STATED TASK:
Print verbatim the lines of the data from the line with "outline --target=gravel road" to the line with "[[[240,250],[200,194],[207,155],[121,198],[85,230],[76,249]]]", inclusive.

Extracted records:
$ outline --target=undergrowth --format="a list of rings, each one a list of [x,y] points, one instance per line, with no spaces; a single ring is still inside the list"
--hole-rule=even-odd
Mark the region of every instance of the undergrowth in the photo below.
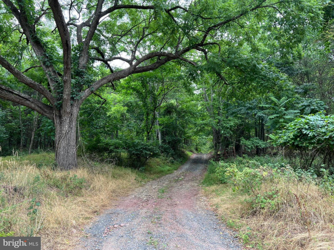
[[[322,171],[319,177],[264,157],[211,162],[203,192],[246,245],[328,250],[334,249],[334,182]]]
[[[67,172],[54,169],[51,153],[3,157],[0,236],[41,236],[42,249],[71,249],[93,216],[136,187],[171,173],[188,156],[152,158],[139,170],[79,158],[79,167]]]

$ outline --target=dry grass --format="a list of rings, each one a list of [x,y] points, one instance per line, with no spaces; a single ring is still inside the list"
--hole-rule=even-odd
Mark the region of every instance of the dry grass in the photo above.
[[[50,154],[41,157],[44,162],[49,158]],[[41,236],[42,249],[47,250],[71,249],[73,239],[93,216],[151,177],[106,164],[92,172],[83,162],[69,172],[40,169],[32,161],[12,158],[0,159],[0,233]],[[33,198],[37,212],[28,215]]]
[[[249,196],[228,184],[205,188],[204,193],[244,243],[259,249],[334,249],[334,198],[315,183],[281,180],[277,206],[255,209]]]

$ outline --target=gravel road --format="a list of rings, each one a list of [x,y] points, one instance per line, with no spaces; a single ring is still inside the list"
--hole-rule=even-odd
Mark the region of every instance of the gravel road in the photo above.
[[[240,250],[200,194],[207,155],[121,198],[85,230],[76,249]]]

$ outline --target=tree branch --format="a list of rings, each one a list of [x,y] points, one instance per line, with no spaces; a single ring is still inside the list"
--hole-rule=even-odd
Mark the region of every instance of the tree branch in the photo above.
[[[0,65],[10,72],[19,81],[43,95],[52,105],[54,104],[56,102],[55,99],[46,89],[41,84],[37,83],[24,75],[1,56],[0,56]]]
[[[52,107],[9,88],[0,85],[0,98],[18,103],[35,110],[53,120]]]
[[[61,40],[63,49],[64,72],[63,74],[62,106],[67,109],[71,105],[71,42],[69,32],[63,15],[61,7],[57,0],[48,0],[49,6],[53,14],[53,18]]]

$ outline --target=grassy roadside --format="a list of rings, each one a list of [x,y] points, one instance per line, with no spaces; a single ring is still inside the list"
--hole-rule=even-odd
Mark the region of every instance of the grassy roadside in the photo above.
[[[52,169],[53,156],[42,153],[0,160],[0,234],[42,237],[42,249],[71,249],[84,225],[113,200],[177,169],[179,161],[149,160],[141,171],[79,159],[77,169]]]
[[[222,220],[256,249],[334,249],[333,187],[289,165],[260,161],[209,164],[202,192]]]

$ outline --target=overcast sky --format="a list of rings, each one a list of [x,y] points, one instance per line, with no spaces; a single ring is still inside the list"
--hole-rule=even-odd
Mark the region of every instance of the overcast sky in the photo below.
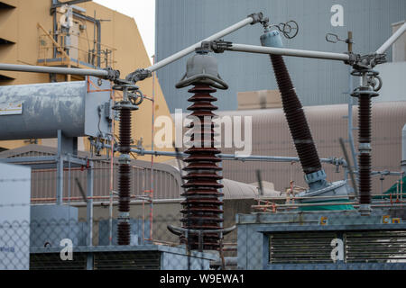
[[[155,53],[155,0],[93,0],[135,19],[148,56]]]

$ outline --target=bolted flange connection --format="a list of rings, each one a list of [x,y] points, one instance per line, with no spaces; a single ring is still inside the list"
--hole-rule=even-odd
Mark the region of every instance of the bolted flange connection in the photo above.
[[[354,70],[353,76],[361,76],[363,86],[355,88],[351,94],[358,97],[358,187],[359,187],[359,212],[365,216],[371,213],[371,98],[379,94],[371,87],[371,78],[376,77],[378,72],[372,69],[362,68]]]

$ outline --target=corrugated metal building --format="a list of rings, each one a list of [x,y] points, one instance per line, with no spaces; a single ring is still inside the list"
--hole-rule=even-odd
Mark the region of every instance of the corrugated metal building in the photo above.
[[[406,123],[406,102],[376,103],[373,99],[373,170],[401,171],[401,129]],[[318,105],[304,107],[304,111],[312,131],[318,156],[322,158],[343,158],[338,142],[341,137],[347,137],[346,104]],[[259,109],[244,111],[219,112],[220,116],[251,116],[252,117],[252,155],[297,157],[289,127],[282,109]],[[354,127],[357,127],[357,107],[353,107]],[[243,121],[244,122],[244,121]],[[185,129],[186,130],[186,129]],[[224,128],[222,130],[223,153],[232,154],[235,150],[225,147]],[[357,130],[353,132],[355,149],[357,147]],[[244,138],[244,132],[242,132]],[[346,147],[348,153],[350,148]],[[176,165],[173,160],[167,163]],[[328,180],[344,179],[344,170],[336,172],[336,166],[323,164],[328,174]],[[223,176],[227,179],[244,183],[257,181],[255,170],[262,171],[263,181],[274,184],[276,191],[285,191],[290,181],[297,185],[307,187],[303,179],[300,164],[259,162],[259,161],[223,161]],[[379,194],[381,189],[386,191],[399,179],[398,176],[384,176],[381,187],[380,176],[373,177],[373,193]]]
[[[22,158],[22,157],[42,157],[56,155],[57,149],[45,146],[28,145],[13,150],[3,151],[0,158]],[[78,152],[78,157],[87,158],[90,155],[86,152]],[[110,191],[110,171],[111,164],[103,158],[95,158],[94,161],[94,190],[95,197],[108,196]],[[151,162],[141,160],[131,160],[132,165],[132,185],[131,194],[133,195],[143,195],[143,191],[151,190]],[[118,165],[117,158],[115,158],[114,165],[114,191],[118,191]],[[64,171],[64,198],[75,198],[71,202],[84,202],[81,198],[79,186],[76,179],[78,180],[84,191],[87,189],[87,170],[82,168],[69,168]],[[56,169],[35,170],[32,169],[32,199],[34,203],[54,202],[57,191],[57,171]],[[1,180],[1,179],[0,179]],[[153,199],[170,200],[180,199],[183,193],[181,188],[181,179],[179,169],[173,166],[164,163],[154,163],[153,165]],[[225,199],[254,199],[258,195],[258,190],[254,185],[239,183],[237,181],[224,179],[223,193]],[[0,191],[1,191],[0,186]],[[265,189],[266,195],[277,196],[279,194],[270,189]],[[95,199],[95,202],[108,201],[108,199]],[[68,200],[65,201],[67,202]]]
[[[333,27],[331,7],[344,8],[344,26]],[[156,0],[156,57],[161,60],[235,22],[251,13],[262,11],[271,22],[280,23],[293,19],[300,32],[285,47],[320,51],[344,52],[346,44],[327,42],[328,32],[346,38],[354,32],[355,52],[376,50],[392,34],[392,23],[403,21],[404,0]],[[247,26],[225,37],[236,43],[261,45],[260,25]],[[216,57],[219,73],[227,82],[227,91],[217,92],[221,110],[237,108],[237,92],[277,89],[266,55],[225,52]],[[158,71],[158,77],[171,112],[188,107],[186,89],[175,84],[186,70],[186,58]],[[392,59],[389,51],[388,59]],[[341,62],[287,58],[288,68],[303,105],[347,102],[348,68]]]

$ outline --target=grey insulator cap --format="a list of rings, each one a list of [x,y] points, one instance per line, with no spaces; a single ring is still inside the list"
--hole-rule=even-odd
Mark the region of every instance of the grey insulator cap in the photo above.
[[[208,51],[198,50],[186,63],[186,73],[176,88],[183,88],[192,84],[207,84],[218,89],[228,89],[228,85],[218,75],[217,60]]]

RESULT:
$ outline --target=gravel road --format="a list of rings, each one a list of [x,y] points, one instance per line, with no spaces; a single ring is still inside the list"
--hole-rule=even-odd
Mark the region of every instance of the gravel road in the photo above.
[[[240,250],[200,194],[207,155],[121,198],[85,230],[76,249]]]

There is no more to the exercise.